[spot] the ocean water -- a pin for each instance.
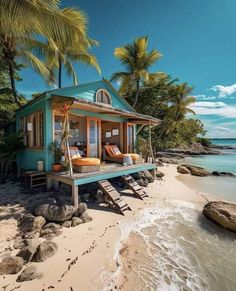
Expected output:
(173, 247)
(226, 162)
(223, 187)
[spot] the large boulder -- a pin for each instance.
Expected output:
(66, 224)
(85, 217)
(50, 230)
(159, 174)
(30, 223)
(183, 170)
(21, 243)
(222, 213)
(11, 265)
(45, 250)
(27, 253)
(29, 274)
(76, 221)
(53, 212)
(82, 207)
(197, 171)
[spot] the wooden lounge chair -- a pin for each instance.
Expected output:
(112, 153)
(114, 196)
(81, 164)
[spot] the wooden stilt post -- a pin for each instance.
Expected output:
§ §
Copy out every line of the records above, requests included, but add 77 to each coordinate in the answers and leave out the pictures.

[spot] the ocean water -- a pin for each instance.
Expected output:
(250, 324)
(303, 239)
(300, 264)
[spot] the large boulder -- a pin for each instance.
Expected output:
(143, 301)
(162, 294)
(127, 307)
(236, 251)
(107, 300)
(260, 247)
(98, 320)
(299, 290)
(88, 342)
(122, 327)
(104, 330)
(106, 351)
(153, 298)
(130, 289)
(159, 284)
(274, 248)
[spot] the wooden lounge chair -- a pin for each instance.
Expected output:
(189, 230)
(191, 273)
(158, 241)
[spot] the wooden stilt post -- a pin for each instance.
Expected output:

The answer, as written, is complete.